However, I switched to Ballistol because I was told that the hydrogen peroxide solution is harmful to wood, whereas Ballistol is great for wood. Ballistol also is a rust preventative. It's magic juice for black powder cleanup.

Steve

efritz
01-27-2014, 12:59 PM
Try brewing up some Eds Red. Look it up on the internet. Been using it for 30 yrs. After cleaning in hot soapy water, drying, wiring brushing with Hoppes #9, swabbing with a few patches of #9, then Eds Red I still get a little greyish dirt on my patch. Use a few of them then some Rig gun grease on an Eds Red patch, in the bore and outside, good to go between shoots or over the Winter and beyond. Never had a problem because of a dirty gun and I shoot 9 of them at Nat'ls. Forgot powder once or twice but clean guns with powder always worked and I haven't deviated from that routine.


Hope that helps

rkaires
01-27-2014, 01:12 PM
I started using Ed's Red a while ago for all my guns that shoot lead bullets. Both smokeless and black. It works great for leading,lube and powder fouling.

http://home.comcast.net/~dsmjd/tux/dsmjd/tech/eds_red.htm


CONTENTS: Ed's Red Bore Cleaner


1 part Dexron ATF, GM Spec. D-20265 or later.

MATERIAL.

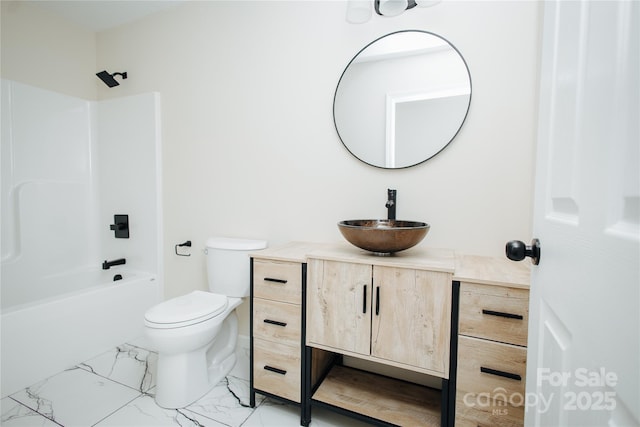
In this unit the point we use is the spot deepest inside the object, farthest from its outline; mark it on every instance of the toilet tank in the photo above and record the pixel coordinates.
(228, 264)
--
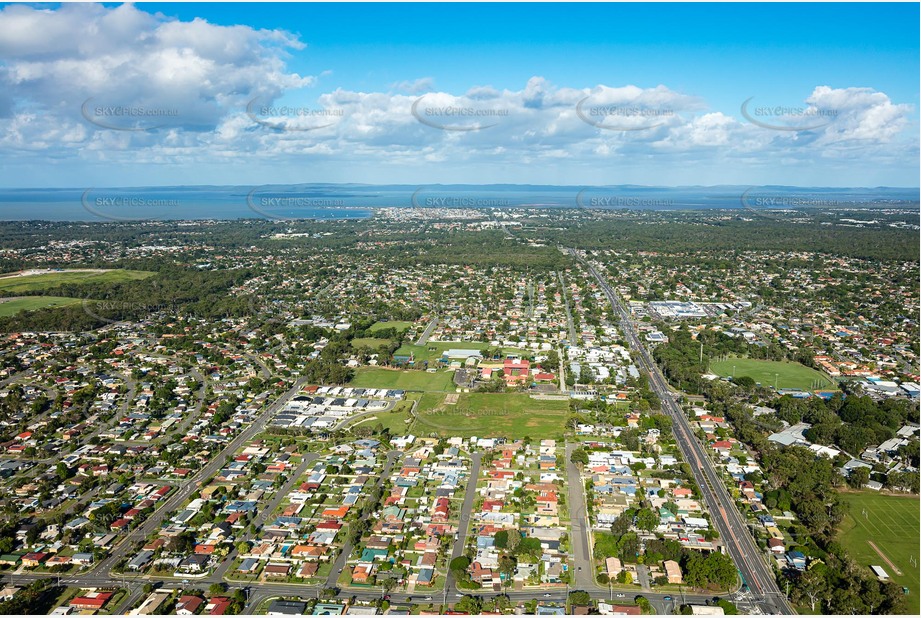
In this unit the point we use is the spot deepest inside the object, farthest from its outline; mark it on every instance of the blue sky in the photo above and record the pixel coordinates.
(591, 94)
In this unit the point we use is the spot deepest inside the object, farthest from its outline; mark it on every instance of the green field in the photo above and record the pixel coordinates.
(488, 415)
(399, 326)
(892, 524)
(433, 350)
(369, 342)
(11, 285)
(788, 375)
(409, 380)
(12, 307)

EXERCISE REQUIREMENTS.
1. Decide whether each statement agrees with the gun-cleaning forum thread, answering yes or no and quoting the words of the thread that settle it: (a) Ballistol is said to prevent rust. (b) The member efritz reports using Eds Red for 30 years. (c) The member rkaires uses Ed's Red only for guns firing smokeless powder.
2. Write the next part of the gun-cleaning forum thread, continuing from its final line.
The material has no connection to the gun-cleaning forum thread.

ANSWERS PROVIDED.
1.
(a) Yes: "Ballistol also is a rust preventative."
(b) Yes: "Been using it for 30 yrs."
(c) No: "Both smokeless and black."

2.
1 part Kerosene - deodorized, K1

1 part Aliphatic Mineral Spirits

CAS #64741-49-9, or substitute "Stoddard Solvent", CAS #8052-41-3, or equivalent.

1 part Acetone, CAS #67-64-1.

(Optional 1 lb. of Lanolin, Anhydrous, USP per gallon, or OK to substitute Lanolin, Modified, Topical Lubricant, from the drug store)



Regards,
Bob

Rebel Dave
01-27-2014, 02:03 PM
Just plain ole hot soapy water, for the last forty years, after a shoot, followed by a little a swab in the bbl of a little balistol. Swab out the bbl with alcohol before shooting again. I got better things to do, than to mix up all that stuff, and wonder why I still get flash rust. I don't get any. At the range after a shoot I run a lot of 50- 50 Balistol down the bbl., and on the external parts. When I get home, I pump out the bbl in bucket of the above.

Rebel Dave

Fearless Frank
01-27-2014, 08:23 PM
Try a patch soaked in windshield washer solution. I been using it for years and it works great and a gallon is only$2.99+tax. Oil with G96. The best!

Robt. Propst
01-27-2014, 08:33 PM
Ordinary Windex straight from the bottle does a good job, and is available anywhere. The anti-foam variety is not as wood friendly. Baby wipes make a nice cleaner for exteriors, as well as a first patch down the bore, just have to dry the bore carefully when complete, then oil. Just my solution for the last few years. Regards, Bob

jonk
01-28-2014, 10:59 AM
As for the ed's red, when black powder burns it leaves behind some sort of salt. Given the potassium nitrate in the mix, probably a potassium based salt I'm guessing. Salt doesn't dissolve in oil really, so you may be leaving some salt behind. Salt does dissolve in water. I can see the Ed's red doing a treat on removing lube, crisco, lithium grease, etc., but then most oils will do the same. Still, if it works for you, by all means. I like Ed's red a lot for smokeless fouling.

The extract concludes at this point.